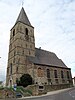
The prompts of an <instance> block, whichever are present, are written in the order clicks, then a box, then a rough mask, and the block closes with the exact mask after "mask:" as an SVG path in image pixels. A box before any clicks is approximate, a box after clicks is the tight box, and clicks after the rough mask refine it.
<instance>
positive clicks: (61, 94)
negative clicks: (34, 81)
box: [0, 87, 75, 100]
mask: <svg viewBox="0 0 75 100" xmlns="http://www.w3.org/2000/svg"><path fill="white" fill-rule="evenodd" d="M0 100H75V87H74V88H71V89H68V90H64V91H61V92H58V91H56V92H52V93H50V94H48V95H44V96H39V97H31V98H23V99H22V98H19V99H17V98H12V99H0Z"/></svg>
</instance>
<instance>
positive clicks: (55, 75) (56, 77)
mask: <svg viewBox="0 0 75 100" xmlns="http://www.w3.org/2000/svg"><path fill="white" fill-rule="evenodd" d="M54 76H55V78H58V76H57V70H54Z"/></svg>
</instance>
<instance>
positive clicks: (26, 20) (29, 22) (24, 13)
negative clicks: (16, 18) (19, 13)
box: [16, 7, 31, 26]
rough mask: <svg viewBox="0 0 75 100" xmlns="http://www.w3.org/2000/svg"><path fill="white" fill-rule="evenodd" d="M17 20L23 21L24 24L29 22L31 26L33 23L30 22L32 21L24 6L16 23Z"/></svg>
mask: <svg viewBox="0 0 75 100" xmlns="http://www.w3.org/2000/svg"><path fill="white" fill-rule="evenodd" d="M17 22H22V23H24V24H27V25H29V26H31V23H30V21H29V19H28V17H27V15H26V13H25V10H24V8H23V7H22V9H21V11H20V14H19V16H18V18H17V20H16V23H17Z"/></svg>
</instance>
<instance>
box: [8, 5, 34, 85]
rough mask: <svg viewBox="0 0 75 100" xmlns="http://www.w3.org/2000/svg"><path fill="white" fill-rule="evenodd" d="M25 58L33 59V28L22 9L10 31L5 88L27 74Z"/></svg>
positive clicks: (33, 35)
mask: <svg viewBox="0 0 75 100" xmlns="http://www.w3.org/2000/svg"><path fill="white" fill-rule="evenodd" d="M27 56H31V57H35V38H34V27H33V26H32V25H31V23H30V21H29V19H28V17H27V15H26V13H25V11H24V8H23V7H22V9H21V11H20V14H19V16H18V18H17V20H16V23H15V25H14V26H13V28H12V29H11V31H10V44H9V54H8V66H7V76H6V85H7V86H12V85H13V84H15V83H16V79H17V78H20V77H21V76H22V74H24V73H26V72H27V64H26V62H27V60H26V58H27Z"/></svg>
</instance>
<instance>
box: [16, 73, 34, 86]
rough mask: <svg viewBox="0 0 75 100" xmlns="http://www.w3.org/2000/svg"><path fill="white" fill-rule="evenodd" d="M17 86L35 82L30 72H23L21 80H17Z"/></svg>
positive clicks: (24, 84) (28, 84) (21, 85)
mask: <svg viewBox="0 0 75 100" xmlns="http://www.w3.org/2000/svg"><path fill="white" fill-rule="evenodd" d="M16 83H17V86H23V87H26V86H28V85H31V84H32V83H33V81H32V77H31V76H30V75H29V74H23V75H22V76H21V77H20V80H16Z"/></svg>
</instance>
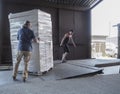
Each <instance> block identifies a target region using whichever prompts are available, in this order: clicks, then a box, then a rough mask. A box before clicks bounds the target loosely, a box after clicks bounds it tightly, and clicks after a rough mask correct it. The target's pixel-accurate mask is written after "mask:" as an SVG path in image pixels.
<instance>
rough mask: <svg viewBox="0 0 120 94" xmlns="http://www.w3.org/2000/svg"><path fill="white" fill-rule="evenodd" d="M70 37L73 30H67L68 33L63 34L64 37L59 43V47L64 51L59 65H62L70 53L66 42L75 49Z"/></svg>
mask: <svg viewBox="0 0 120 94" xmlns="http://www.w3.org/2000/svg"><path fill="white" fill-rule="evenodd" d="M72 35H73V30H69V32H67V33H65V34H64V37H63V38H62V41H61V43H60V46H61V47H63V50H64V53H63V55H62V60H61V63H64V62H65V61H66V56H67V55H68V53H69V52H70V50H69V47H68V42H69V41H71V42H72V44H73V45H74V47H76V45H75V43H74V41H73V38H72Z"/></svg>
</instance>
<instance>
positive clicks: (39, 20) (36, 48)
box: [9, 9, 53, 74]
mask: <svg viewBox="0 0 120 94" xmlns="http://www.w3.org/2000/svg"><path fill="white" fill-rule="evenodd" d="M26 20H29V21H30V22H31V23H32V30H33V31H34V34H35V36H36V37H39V38H40V42H39V43H32V45H33V51H32V57H31V61H30V62H29V67H28V71H29V72H32V73H35V74H41V73H43V72H46V71H48V70H50V69H51V68H53V43H52V22H51V15H50V14H48V13H46V12H43V11H41V10H38V9H34V10H30V11H26V12H20V13H15V14H10V15H9V22H10V35H11V46H12V59H13V67H14V65H15V63H16V54H17V48H18V47H17V45H18V40H17V32H18V30H19V29H20V28H21V27H22V25H23V24H24V22H25V21H26ZM23 68H24V62H23V60H22V61H21V63H20V66H19V69H18V70H19V71H23Z"/></svg>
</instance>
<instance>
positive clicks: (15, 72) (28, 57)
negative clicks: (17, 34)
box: [13, 51, 32, 78]
mask: <svg viewBox="0 0 120 94" xmlns="http://www.w3.org/2000/svg"><path fill="white" fill-rule="evenodd" d="M31 54H32V53H31V52H29V51H19V52H18V53H17V58H16V59H17V62H16V63H15V66H14V69H13V76H14V77H16V76H17V72H18V67H19V64H20V61H21V59H22V58H23V60H24V70H23V77H24V78H27V77H28V63H29V61H30V58H31Z"/></svg>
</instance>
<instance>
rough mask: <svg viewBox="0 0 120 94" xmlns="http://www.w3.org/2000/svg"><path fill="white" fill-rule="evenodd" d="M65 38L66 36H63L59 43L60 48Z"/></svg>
mask: <svg viewBox="0 0 120 94" xmlns="http://www.w3.org/2000/svg"><path fill="white" fill-rule="evenodd" d="M65 38H66V35H64V37H63V38H62V40H61V43H60V46H62V45H63V42H64V40H65Z"/></svg>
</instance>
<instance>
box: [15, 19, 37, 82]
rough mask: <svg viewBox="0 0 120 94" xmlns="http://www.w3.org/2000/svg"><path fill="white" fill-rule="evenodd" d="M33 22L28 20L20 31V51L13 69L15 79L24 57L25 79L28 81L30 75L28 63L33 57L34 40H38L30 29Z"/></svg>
mask: <svg viewBox="0 0 120 94" xmlns="http://www.w3.org/2000/svg"><path fill="white" fill-rule="evenodd" d="M30 28H31V23H30V21H26V22H25V24H24V25H23V27H22V28H21V29H20V30H19V31H18V34H17V39H18V40H19V43H18V53H17V62H16V64H15V67H14V69H13V80H16V76H17V71H18V67H19V63H20V61H21V59H22V57H23V59H24V63H25V64H24V65H25V67H24V71H23V81H24V82H25V81H26V78H27V77H28V70H27V69H28V63H29V61H30V58H31V54H32V43H31V42H32V41H34V42H37V39H36V38H35V35H34V32H33V31H32V30H31V29H30Z"/></svg>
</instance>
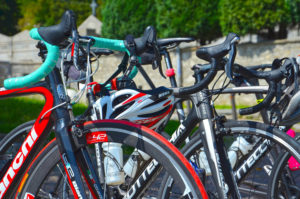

■ Action item:
Each line from the beginning of the entries up to and including the one containing "58L33 59V28L22 9L10" must be restated exactly. Pictures are to be left out.

■ Worked solution:
The prompts of an <instance> block, whichever are present, are written in the order clicks, then a box, then a rough mask, and the block closes with the exact mask after "mask:" as an SVG path in image pixels. A box before any clicks is approximate, a box after clicks is the tight box, and clicks after the rough mask refine it.
<instance>
positive clicks: (61, 94)
negative clicks: (34, 81)
box: [0, 87, 75, 100]
mask: <svg viewBox="0 0 75 100" xmlns="http://www.w3.org/2000/svg"><path fill="white" fill-rule="evenodd" d="M0 100H75V87H74V88H71V89H68V90H64V91H61V92H58V91H56V92H52V93H50V94H48V95H44V96H39V97H31V98H23V99H22V98H19V99H17V98H12V99H0Z"/></svg>
</instance>
<instance>
positive clicks: (55, 75) (56, 77)
mask: <svg viewBox="0 0 75 100" xmlns="http://www.w3.org/2000/svg"><path fill="white" fill-rule="evenodd" d="M54 76H55V78H58V76H57V70H54Z"/></svg>
</instance>
<instance>
positive clicks: (26, 20) (29, 22) (24, 13)
negative clicks: (16, 18) (19, 13)
box: [16, 7, 31, 26]
rough mask: <svg viewBox="0 0 75 100" xmlns="http://www.w3.org/2000/svg"><path fill="white" fill-rule="evenodd" d="M17 20L23 21L24 24L29 22L31 26L33 23L30 22L32 21L24 6L16 23Z"/></svg>
mask: <svg viewBox="0 0 75 100" xmlns="http://www.w3.org/2000/svg"><path fill="white" fill-rule="evenodd" d="M17 22H22V23H24V24H27V25H29V26H31V23H30V21H29V19H28V17H27V15H26V13H25V10H24V8H23V7H22V9H21V11H20V14H19V16H18V18H17V20H16V23H17Z"/></svg>
</instance>
<instance>
box: [8, 5, 34, 85]
rough mask: <svg viewBox="0 0 75 100" xmlns="http://www.w3.org/2000/svg"><path fill="white" fill-rule="evenodd" d="M25 58L33 59V28L22 9L10 31L5 88L27 74Z"/></svg>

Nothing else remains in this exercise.